Rewrite everything from the line "Target: man's neck" down to the end of the records, with the requests and other text kept as they are, and raise every vertex coordinate in the polygon outlines by 109.

[Begin SOURCE RECORDS]

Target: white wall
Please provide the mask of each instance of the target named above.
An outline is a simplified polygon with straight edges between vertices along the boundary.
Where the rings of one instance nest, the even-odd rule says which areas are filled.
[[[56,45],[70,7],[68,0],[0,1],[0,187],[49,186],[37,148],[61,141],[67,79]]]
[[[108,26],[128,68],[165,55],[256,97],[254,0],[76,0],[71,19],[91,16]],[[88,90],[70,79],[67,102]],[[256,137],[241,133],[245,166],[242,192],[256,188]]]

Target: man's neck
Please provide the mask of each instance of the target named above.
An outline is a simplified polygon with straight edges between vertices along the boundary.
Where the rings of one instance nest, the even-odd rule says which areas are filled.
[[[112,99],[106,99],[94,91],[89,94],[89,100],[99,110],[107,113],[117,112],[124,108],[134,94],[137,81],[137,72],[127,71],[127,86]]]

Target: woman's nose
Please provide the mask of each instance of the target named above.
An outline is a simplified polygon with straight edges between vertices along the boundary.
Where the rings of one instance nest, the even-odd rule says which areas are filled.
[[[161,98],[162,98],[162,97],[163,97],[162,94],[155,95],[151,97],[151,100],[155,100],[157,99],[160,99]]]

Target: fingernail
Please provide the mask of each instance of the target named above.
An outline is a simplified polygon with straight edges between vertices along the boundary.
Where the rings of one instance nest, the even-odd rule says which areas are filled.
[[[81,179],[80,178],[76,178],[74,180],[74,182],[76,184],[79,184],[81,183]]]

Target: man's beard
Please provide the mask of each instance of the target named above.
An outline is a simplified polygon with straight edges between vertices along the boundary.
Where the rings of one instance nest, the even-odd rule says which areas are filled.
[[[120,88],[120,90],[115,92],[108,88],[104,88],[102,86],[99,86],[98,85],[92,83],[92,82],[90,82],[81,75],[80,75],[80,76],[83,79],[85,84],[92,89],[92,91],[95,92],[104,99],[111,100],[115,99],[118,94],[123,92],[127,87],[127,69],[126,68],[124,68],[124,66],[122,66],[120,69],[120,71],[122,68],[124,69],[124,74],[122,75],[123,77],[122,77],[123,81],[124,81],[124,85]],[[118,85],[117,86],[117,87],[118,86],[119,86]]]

[End SOURCE RECORDS]

• _SOLUTION BELOW_:
Target: man's neck
Please provide the mask of each instance of the target named above.
An outline is a simplified polygon with straight edges between vertices along the boundary.
Where the rings of one instance nest, the even-odd rule says which areas are filled.
[[[221,208],[215,208],[203,200],[198,203],[198,209],[208,219],[216,222],[226,221],[233,217],[243,203],[246,190],[246,181],[236,180],[236,195]]]

Target: woman's nose
Please provide the mask of each instance of the target named above.
An outline is a simplified polygon with straight edges between vertices along the boundary.
Where the rings of one instance nest, the even-odd rule says which areas are filled.
[[[270,207],[271,207],[271,206],[272,206],[271,203],[264,204],[260,206],[260,209],[264,209],[266,208],[269,208]]]

Target: fingernail
Please provide the mask of each instance of the target named above.
An outline is a simplified polygon with straight edges between vertices along the boundary.
Where the rings of one instance nest, the even-odd rule says which areas are filled.
[[[190,288],[189,287],[185,287],[183,289],[183,291],[185,293],[188,293],[190,292]]]

Target: man's beard
Please provide the mask of each instance of the target named above.
An outline is a simplified polygon with straight edges between vertices along the boundary.
Where the rings of one instance nest, the even-odd rule says which areas are filled.
[[[229,197],[229,199],[224,201],[217,197],[213,197],[211,195],[208,195],[207,194],[201,192],[201,191],[199,191],[190,184],[189,184],[189,185],[192,188],[194,193],[201,198],[201,200],[204,201],[213,208],[220,209],[224,208],[227,203],[232,201],[236,196],[236,178],[235,177],[233,177],[233,175],[231,175],[229,178],[229,180],[231,177],[233,178],[233,183],[231,184],[232,186],[231,186],[232,190],[233,190],[233,194]],[[227,194],[226,195],[226,196],[227,195],[228,195]]]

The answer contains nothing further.